• CUPLIKAN SUMBER:
━━━
ANAK LAKI-LAKI
Semenjak kecil anak laki-laki ini digambleng untuk bekerja disawah dan diladang. Sedari dini ia telah diajarkan untuk bekerja keras sehingga akan menjadi kebiasaan kelak dikemudian hari ia mampu menghidupi keluarganya.
Setelah beranjak remaja ia akan diajar untuk “nebeh” yaitu membabat hutan belantara untuk dijadikan ladang, semakin luas ia membuka lahan, maka semakin tinggi nilainya dimata keluarga dan masyarakat. Berarti sang anak ini bnar-benar mampu dan kuat untuk menghidupi keluarganya kelak.
Selain ilmu bertani, semenjak dini sang anak diajar di surau/langgar untuk menuntut ilmu agama, sehingga dikemudian hari ia mampu menggambleng keluarganya kejalan yang benar.
Anak laki-laki tidak memiliki waktu untuk beristirahat. Ketika masuk usia sekolah, ia harus belajar mulai dari pukul 07.00 WIB pagi sampai dengan waktu zuhur sekitar pukul 13.00 WIB.
Kemudian sepulang sekolah berkisar antara pukul 14.00 WIB sampai dengan pukul 18.00 WIB ia belajar mengaji atau bekerja disawah atau kebun nya. Dan setelah maghrib hingga pukul 22.00 WIB ia akan belajar mengaji, belajar ilmu kebathinan, atau belajar ilmu agama lainnya.
Anak laki-laki merupakan Hulubalang dalam negeri yang merupakan benteng pertahanan negerinya. Ia senantiasa mendengarkan pituah dan nasehat “mamak” / pamannya. Jika ada sesuatu hal yang melanggar larang pantangan di kampungnya maka ia akan menjadi benteng dan mengurus hal tersebut.
Hulubalang merupakan prajurit dalam satu kampung. Sedangkan didalam keluarga ia merupakan anak jantan bagian dari teganai yaitu Depati Panghulu, Ninik Mamak, dan Anak Jantan. Tiga unsur ini disebut dengan Teganai.
Anak laki-laki ini merupakan ujung tombak suatu negeri. Ketika ada kaum kerabatnya akan mengadakan pesta (barlek) ia dan sepupunya yang sama-sama laki-laki akan bergotong royong menjemput kayu bakar, mencari buah nangka untuk menggulai, dan lain sebagainya.
Ketika masa remaja anak jantan mulai untuk “batandeng” yaitu apel kerumah gadis-gadis baik didalam desa nya sendiri maupun desa lain. Adapun batas waktu batandeng ini ialah berkisar selepas shalat Isya hingga pukul 22.00 WIB, tentunya tetap menjaga larangan adat di suatu kampung, karena jika lewat dari waktu tersebut Hulubalang desa tersebut akan menangkap anak laki-laki tersebut dan akan diutangkan menurut sepanjang adat yang berlaku.
━━━
• CUPLIKAN DATA:
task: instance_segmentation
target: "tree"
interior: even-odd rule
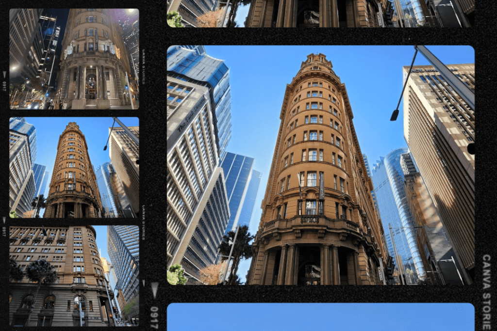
━━━
• INSTRUKSI TERTULIS 1:
Menurut cuplikan sumber, apa saja tiga unsur yang disebut Teganai?
• INSTRUKSI TERTULIS 2:
Tentukan apakah setiap pernyataan berikut sesuai dengan cuplikan sumber. Jawab ya atau tidak, lalu kutip kata-kata penentunya dari cuplikan sumber.
(a) Anak laki-laki bersekolah dari pukul 07.00 sampai sekitar pukul 13.00 WIB.
(b) Batandeng boleh berlangsung sampai tengah malam.
(c) Nebeh berarti membabat hutan belantara untuk dijadikan ladang.

• JAWABAN LENGKAP 1:
Depati Panghulu, Ninik Mamak, dan Anak Jantan.

• JAWABAN LENGKAP 2:
(a) Ya: "ia harus belajar mulai dari pukul 07.00 WIB pagi sampai dengan waktu zuhur sekitar pukul 13.00 WIB"
(b) Tidak: "batas waktu batandeng ini ialah berkisar selepas shalat Isya hingga pukul 22.00 WIB"
(c) Ya: "“nebeh” yaitu membabat hutan belantara untuk dijadikan ladang"